• **Your task**
Tally the lines below that contain the word "shelf". Only the total should be given.

• **Material to process**
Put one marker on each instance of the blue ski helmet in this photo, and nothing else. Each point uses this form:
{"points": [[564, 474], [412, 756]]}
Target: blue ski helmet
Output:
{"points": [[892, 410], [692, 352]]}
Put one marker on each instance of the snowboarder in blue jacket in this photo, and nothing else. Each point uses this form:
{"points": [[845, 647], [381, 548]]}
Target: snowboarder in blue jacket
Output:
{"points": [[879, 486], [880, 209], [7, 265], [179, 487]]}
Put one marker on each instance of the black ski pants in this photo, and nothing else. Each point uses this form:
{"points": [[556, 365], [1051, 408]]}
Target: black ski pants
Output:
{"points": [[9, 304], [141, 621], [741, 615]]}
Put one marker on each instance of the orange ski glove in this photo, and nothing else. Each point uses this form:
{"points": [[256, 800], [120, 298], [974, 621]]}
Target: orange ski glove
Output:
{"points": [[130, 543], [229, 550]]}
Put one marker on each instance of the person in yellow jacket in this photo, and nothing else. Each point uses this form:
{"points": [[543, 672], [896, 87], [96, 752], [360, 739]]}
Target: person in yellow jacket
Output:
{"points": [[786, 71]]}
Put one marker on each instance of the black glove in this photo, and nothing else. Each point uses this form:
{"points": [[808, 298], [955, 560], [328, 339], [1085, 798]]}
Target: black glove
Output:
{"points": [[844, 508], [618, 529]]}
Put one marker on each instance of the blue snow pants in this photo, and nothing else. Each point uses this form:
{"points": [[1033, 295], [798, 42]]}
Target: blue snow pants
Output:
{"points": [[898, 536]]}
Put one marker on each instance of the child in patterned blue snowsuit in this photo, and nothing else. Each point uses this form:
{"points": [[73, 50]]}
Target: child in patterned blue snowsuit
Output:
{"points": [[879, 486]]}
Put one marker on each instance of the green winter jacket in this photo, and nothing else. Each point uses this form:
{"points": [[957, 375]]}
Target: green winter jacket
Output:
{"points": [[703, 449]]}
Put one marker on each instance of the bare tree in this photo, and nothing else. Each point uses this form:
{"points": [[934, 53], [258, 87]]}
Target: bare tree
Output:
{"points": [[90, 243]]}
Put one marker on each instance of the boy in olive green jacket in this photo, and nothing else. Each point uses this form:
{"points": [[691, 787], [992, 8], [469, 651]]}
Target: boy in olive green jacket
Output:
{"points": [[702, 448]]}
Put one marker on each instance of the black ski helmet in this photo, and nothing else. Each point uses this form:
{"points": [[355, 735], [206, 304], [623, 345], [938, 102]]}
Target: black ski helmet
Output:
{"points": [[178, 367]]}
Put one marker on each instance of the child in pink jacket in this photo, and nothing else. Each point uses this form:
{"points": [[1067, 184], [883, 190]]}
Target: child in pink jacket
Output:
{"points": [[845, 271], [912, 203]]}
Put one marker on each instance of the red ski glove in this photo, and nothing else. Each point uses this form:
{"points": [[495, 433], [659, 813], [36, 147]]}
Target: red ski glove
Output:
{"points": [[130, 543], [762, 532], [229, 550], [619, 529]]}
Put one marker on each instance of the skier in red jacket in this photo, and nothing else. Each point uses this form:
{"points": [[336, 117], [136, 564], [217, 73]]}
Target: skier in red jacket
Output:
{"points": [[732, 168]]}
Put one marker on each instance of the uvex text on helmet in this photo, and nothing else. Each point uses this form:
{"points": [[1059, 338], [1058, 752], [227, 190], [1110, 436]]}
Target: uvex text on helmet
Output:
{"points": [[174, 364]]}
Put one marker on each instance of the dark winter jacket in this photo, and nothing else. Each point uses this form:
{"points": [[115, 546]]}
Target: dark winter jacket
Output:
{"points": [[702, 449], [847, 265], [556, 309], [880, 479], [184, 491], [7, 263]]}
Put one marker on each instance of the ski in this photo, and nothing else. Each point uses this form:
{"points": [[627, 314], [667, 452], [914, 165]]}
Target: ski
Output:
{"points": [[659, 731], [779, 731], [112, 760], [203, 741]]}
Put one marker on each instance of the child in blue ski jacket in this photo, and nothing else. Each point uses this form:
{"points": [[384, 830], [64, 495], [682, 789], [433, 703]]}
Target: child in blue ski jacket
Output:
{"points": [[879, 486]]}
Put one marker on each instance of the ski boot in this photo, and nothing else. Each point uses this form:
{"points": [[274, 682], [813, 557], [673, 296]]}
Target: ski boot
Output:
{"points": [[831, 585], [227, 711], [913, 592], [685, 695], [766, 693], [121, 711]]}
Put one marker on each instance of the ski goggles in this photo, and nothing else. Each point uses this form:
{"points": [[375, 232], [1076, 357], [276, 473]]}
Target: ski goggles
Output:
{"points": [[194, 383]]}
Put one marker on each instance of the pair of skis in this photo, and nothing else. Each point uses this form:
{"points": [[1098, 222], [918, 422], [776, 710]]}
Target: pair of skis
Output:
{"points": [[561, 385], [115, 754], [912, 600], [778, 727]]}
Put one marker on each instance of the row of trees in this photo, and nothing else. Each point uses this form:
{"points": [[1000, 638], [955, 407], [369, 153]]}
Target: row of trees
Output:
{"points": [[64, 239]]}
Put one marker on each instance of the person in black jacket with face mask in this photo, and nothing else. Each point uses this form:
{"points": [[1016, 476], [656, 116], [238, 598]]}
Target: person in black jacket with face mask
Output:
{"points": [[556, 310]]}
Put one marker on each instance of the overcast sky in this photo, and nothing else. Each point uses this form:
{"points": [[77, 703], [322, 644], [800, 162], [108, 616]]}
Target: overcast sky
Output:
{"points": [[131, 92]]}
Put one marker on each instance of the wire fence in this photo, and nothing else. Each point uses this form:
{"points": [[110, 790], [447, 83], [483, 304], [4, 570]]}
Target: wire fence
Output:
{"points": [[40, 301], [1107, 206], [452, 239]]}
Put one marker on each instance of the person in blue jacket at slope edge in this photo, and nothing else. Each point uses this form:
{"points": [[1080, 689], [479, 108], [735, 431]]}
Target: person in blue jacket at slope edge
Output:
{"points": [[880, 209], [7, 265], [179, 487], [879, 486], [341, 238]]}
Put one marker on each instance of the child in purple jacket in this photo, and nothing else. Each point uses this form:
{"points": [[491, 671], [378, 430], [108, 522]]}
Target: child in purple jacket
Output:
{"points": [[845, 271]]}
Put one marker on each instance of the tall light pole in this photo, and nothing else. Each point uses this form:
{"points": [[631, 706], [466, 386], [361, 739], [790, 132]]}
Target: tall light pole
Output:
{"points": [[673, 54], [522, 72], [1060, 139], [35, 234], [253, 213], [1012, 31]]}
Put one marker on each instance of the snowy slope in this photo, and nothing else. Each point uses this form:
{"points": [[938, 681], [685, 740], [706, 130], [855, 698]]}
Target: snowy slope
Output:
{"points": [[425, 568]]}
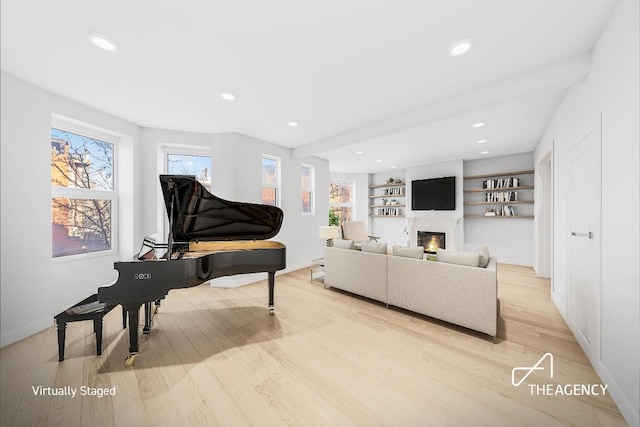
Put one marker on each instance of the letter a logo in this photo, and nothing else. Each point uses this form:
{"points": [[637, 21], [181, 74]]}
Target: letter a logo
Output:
{"points": [[529, 369]]}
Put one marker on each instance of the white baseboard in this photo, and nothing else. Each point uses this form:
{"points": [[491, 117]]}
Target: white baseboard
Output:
{"points": [[522, 262], [25, 331], [625, 406]]}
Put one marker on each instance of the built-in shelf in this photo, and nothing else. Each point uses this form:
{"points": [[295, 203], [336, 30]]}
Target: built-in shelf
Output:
{"points": [[499, 216], [502, 190], [499, 203], [500, 174], [485, 190], [391, 191]]}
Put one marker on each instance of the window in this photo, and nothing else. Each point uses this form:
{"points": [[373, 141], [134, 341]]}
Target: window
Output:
{"points": [[191, 164], [307, 189], [341, 196], [270, 180], [83, 193]]}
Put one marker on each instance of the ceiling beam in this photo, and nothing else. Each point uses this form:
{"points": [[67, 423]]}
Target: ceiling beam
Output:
{"points": [[554, 76]]}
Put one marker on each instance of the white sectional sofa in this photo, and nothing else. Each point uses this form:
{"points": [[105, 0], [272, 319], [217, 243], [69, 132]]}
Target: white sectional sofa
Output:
{"points": [[460, 294]]}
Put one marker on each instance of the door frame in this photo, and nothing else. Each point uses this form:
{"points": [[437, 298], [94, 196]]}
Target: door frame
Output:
{"points": [[592, 349]]}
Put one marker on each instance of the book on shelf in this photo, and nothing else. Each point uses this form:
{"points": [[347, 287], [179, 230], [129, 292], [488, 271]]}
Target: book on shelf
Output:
{"points": [[492, 184], [388, 211]]}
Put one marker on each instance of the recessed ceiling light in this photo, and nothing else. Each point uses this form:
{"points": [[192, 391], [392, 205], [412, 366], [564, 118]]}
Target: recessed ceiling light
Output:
{"points": [[102, 42], [228, 96], [460, 47]]}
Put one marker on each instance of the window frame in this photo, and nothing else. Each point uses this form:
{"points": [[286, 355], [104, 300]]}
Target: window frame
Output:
{"points": [[79, 128], [310, 190], [352, 204], [278, 176]]}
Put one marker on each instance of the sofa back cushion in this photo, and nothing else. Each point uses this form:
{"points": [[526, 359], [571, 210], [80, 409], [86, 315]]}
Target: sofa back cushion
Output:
{"points": [[343, 244], [471, 259], [377, 248], [417, 253]]}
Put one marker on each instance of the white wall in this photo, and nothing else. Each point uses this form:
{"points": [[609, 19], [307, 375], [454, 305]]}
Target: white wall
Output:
{"points": [[32, 287], [611, 89], [508, 239], [392, 230]]}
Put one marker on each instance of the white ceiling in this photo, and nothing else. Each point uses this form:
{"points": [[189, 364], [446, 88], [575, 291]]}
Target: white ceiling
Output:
{"points": [[371, 75]]}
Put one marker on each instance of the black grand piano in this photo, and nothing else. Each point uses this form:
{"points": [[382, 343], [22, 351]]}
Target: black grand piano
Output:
{"points": [[209, 237]]}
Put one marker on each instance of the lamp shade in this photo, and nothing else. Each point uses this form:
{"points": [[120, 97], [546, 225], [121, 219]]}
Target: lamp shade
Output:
{"points": [[329, 232]]}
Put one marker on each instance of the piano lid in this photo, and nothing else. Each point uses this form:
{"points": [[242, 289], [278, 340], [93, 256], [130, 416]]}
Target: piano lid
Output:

• **Reply**
4